DIRECTIONS
Carry on the account of a first day of running work through CompanyOS, picking up directly after its final sentence.

TEXT BLOCK
What I Actually Did on Day One
Here’s a sampling of the things I ran through CompanyOS today, to give you a sense of the range:
I needed apartment research for my daughter who is looking at places in two different cities. Claude did the research, compiled the results with links to each property, summarized pricing and amenities, and saved the whole thing as a Gmail draft. When I later asked it to filter those results for pet-friendly buildings, it did a second round of research and sent the updated findings as properly threaded reply emails to the original messages.
I had a legal email to draft – notifying outside counsel about an ownership change in an LLC entity. Claude found the existing email thread with the law firm, drafted a reply with the correct details, and saved it as a draft in the right conversation thread. No copying and pasting between systems.
Someone sent a fee proposal for something I’m working on (weeks ago in email). I described it generally, Claude found the email, figured out that the document was actually sent in a link, found the document in my downloads folder, extracted the document, and gave me a structured summary of the entire fee schedule. I had a meeting with them later that afternoon and walked in fully briefed.
I messaged Brad on Slack about a small bug I’d found. I checked my calendar to confirm a meeting time. I pulled up and summarized coaching documents that had been sent as Word attachments. Each of these took seconds to minutes, all from the same terminal window.
I kicked off a few research threads, wrote detailed responses to a few emails, analyzed some company information. Again, all from a terminal window. Oh, and I wrote two blog posts (including this one). And by “I wrote” I mean that I had Claude write the drafts, which I then gave feedback on; I uploaded them to my GitHub as a draft, where I made some edits, and then published it. I’m working on having it auto-post to LinkedIn and X as well (that should be set up later today).
What I’ve Learned So Far
A few things stand out after day one.
First – the voice profile matters more than I expected. One of the setup steps is building a profile of how you actually write, based on your sent emails and other documentation. Claude uses this to draft messages that sound like you, not like a robot. The emails it produces are close enough to my natural voice that I often send them with minimal edits. This is a big deal. If every AI-drafted email reads like it was written by ChatGPT, you’ll never trust the system enough to use it.

SOURCE INFORMATION
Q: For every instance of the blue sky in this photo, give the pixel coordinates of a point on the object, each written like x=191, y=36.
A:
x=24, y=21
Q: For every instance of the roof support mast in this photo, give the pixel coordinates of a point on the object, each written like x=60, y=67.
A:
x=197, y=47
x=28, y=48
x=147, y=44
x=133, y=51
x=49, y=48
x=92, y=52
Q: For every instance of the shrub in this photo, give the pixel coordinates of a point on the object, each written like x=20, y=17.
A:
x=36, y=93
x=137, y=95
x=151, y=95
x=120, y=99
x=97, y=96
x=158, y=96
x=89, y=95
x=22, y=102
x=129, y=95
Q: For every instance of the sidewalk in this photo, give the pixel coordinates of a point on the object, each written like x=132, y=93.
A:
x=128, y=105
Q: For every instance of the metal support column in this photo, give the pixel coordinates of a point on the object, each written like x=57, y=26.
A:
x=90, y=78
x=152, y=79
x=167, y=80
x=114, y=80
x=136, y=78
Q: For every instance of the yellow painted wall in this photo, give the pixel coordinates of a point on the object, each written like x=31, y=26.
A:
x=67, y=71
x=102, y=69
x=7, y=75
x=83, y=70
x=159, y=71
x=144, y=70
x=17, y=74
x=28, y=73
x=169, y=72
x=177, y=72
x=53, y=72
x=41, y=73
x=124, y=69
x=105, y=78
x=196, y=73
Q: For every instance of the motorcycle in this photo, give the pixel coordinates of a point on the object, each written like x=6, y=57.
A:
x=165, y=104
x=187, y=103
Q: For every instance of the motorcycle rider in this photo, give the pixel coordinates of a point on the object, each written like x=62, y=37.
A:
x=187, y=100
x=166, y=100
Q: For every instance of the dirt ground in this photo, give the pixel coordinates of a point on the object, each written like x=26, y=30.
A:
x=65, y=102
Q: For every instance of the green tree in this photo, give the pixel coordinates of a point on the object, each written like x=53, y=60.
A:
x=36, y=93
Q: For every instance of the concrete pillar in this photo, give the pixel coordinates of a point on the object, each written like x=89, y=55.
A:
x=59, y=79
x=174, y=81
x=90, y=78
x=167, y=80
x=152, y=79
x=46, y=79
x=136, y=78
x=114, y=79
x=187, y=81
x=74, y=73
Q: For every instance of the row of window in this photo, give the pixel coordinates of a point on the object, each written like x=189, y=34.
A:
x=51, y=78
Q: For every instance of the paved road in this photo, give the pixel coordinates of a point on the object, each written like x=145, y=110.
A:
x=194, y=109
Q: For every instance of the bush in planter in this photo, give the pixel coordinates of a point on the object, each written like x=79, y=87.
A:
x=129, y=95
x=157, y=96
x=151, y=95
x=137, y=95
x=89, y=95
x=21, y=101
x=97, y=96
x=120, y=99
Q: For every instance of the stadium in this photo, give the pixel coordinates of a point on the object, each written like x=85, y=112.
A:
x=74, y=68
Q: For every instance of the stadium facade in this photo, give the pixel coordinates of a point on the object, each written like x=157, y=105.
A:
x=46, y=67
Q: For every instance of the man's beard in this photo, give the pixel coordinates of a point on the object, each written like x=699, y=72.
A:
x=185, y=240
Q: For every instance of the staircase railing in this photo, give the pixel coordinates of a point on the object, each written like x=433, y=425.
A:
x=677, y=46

TASK ANSWER
Second – skills compose in ways I didn’t anticipate. The same system that knows how to draft emails also knows how to do web research, analyze PDFs, and manage Asana tasks. When a task requires combining these capabilities – find an email, extract its attachment, summarize it, then draft a reply – it just works. There’s no integration step because everything runs through the same model with the same context.
Third – and this is the big one – the value is compound. No single capability here is revolutionary on its own. Email drafting, web research, document analysis, task management – these all exist as standalone tools. The revolution is having them all in one place with shared context and zero switching cost. It’s the difference between having a dozen specialized tools and having one system that understands your entire workflow.
Where This Goes
It’s early. One day in. But the trajectory is clear – my terminal is already my most-used business tool, which is a sentence I would not have predicted writing six months ago. Brad built CompanyOS and wrote about its philosophy – I’m one day into experiencing how mind-blowing it is. The interesting question now isn’t whether AI can handle routine business operations. It’s what happens when all of your business context – your communications, your decisions, your company knowledge – lives in one place and compounds over time.